[DESCRIPTION OF THE TASK] Give the data below again exactly as written, without its pictures.

** Start RECORDS TO PROCESS **

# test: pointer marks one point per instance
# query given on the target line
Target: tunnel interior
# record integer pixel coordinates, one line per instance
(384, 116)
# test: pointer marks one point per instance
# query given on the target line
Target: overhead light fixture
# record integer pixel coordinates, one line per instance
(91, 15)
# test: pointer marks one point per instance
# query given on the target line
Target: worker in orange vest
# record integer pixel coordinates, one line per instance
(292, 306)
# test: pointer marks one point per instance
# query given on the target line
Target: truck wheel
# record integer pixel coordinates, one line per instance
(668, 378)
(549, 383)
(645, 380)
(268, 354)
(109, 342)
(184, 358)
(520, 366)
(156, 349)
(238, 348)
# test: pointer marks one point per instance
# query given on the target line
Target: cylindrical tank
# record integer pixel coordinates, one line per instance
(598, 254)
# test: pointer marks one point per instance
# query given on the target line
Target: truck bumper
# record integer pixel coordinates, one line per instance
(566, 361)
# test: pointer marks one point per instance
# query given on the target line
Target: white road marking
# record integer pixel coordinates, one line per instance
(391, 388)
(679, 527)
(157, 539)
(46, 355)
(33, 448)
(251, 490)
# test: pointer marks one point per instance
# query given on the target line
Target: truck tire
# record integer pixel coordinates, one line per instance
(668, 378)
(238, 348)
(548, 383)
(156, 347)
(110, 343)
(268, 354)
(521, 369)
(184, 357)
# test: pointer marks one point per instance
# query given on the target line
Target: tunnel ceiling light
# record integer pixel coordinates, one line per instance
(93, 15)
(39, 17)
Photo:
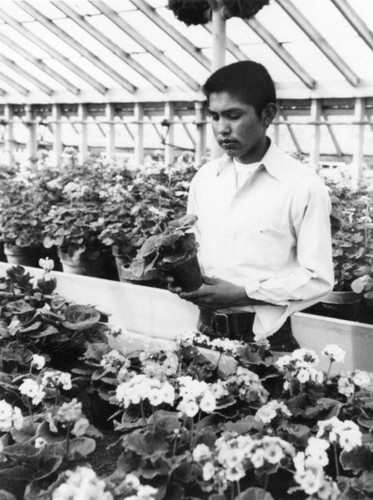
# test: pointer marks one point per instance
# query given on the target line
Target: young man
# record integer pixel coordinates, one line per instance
(263, 218)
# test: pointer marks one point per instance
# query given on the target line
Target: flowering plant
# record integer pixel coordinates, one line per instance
(26, 197)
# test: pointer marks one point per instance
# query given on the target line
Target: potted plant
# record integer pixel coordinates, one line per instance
(200, 11)
(26, 198)
(172, 253)
(74, 224)
(352, 250)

** End RECORDS TO PROCESS **

[OUTPUT OF THE EXERCISE]
# test: pointer marks one point per instance
# query given on the target line
Target: tunnel interior
# record integer pixel coordinates, one line per instance
(384, 116)
# test: pointer marks one point per instance
# query given on the target line
Target: overhead light fixture
# record integer pixel coordinates, one line per instance
(91, 15)
# test: pointer marks one point per instance
# query given on the target line
Target: worker in orange vest
# record integer pixel coordinates, one line per instance
(292, 306)
# test: pointer marks one point per instance
# query given on the target line
Target: truck wheel
# record integer pixel coordinates, one line per instance
(668, 378)
(549, 383)
(645, 380)
(268, 354)
(109, 342)
(184, 358)
(520, 366)
(156, 349)
(238, 348)
# test: pointer marks one point per instance
# query given on the target line
Target: cylindrical tank
# record integer pixel coordinates, one line per instance
(598, 254)
# test: pointer marks one point per instance
# query given on the target line
Target: truck bumper
# record integer pixel coordinates, one line per instance
(566, 361)
# test: pointer marks one point per instance
# query given on the target line
Target: white road marking
# record integer pixel coordinates, one line per instance
(391, 388)
(679, 527)
(157, 539)
(46, 355)
(33, 448)
(251, 490)
# test: pointer marks one point per instance
# query given on the target line
Target: truck tire
# record integer pixel coordinates, one line per instance
(668, 378)
(238, 348)
(548, 383)
(156, 347)
(110, 343)
(268, 354)
(521, 369)
(184, 357)
# test: pointer marks one point per instance
# query given on the target line
Target: tunnel ceiling light
# record integer pixel coordinates, one line per instance
(93, 15)
(39, 17)
Photo:
# test: pointer marks one point per instance
# query given on the target line
Target: young man
# record integer pixel coordinates, one line per instance
(263, 218)
# test: pointer marks one point per instance
# query given on the target line
Target: flowering plant
# record integer pixel coordinates, one line per instance
(26, 197)
# test: pointer marks one point per instance
# query given on the target line
Target: potted plant
# record integer pixel coordinates, one line per instance
(200, 11)
(26, 198)
(172, 253)
(74, 224)
(352, 250)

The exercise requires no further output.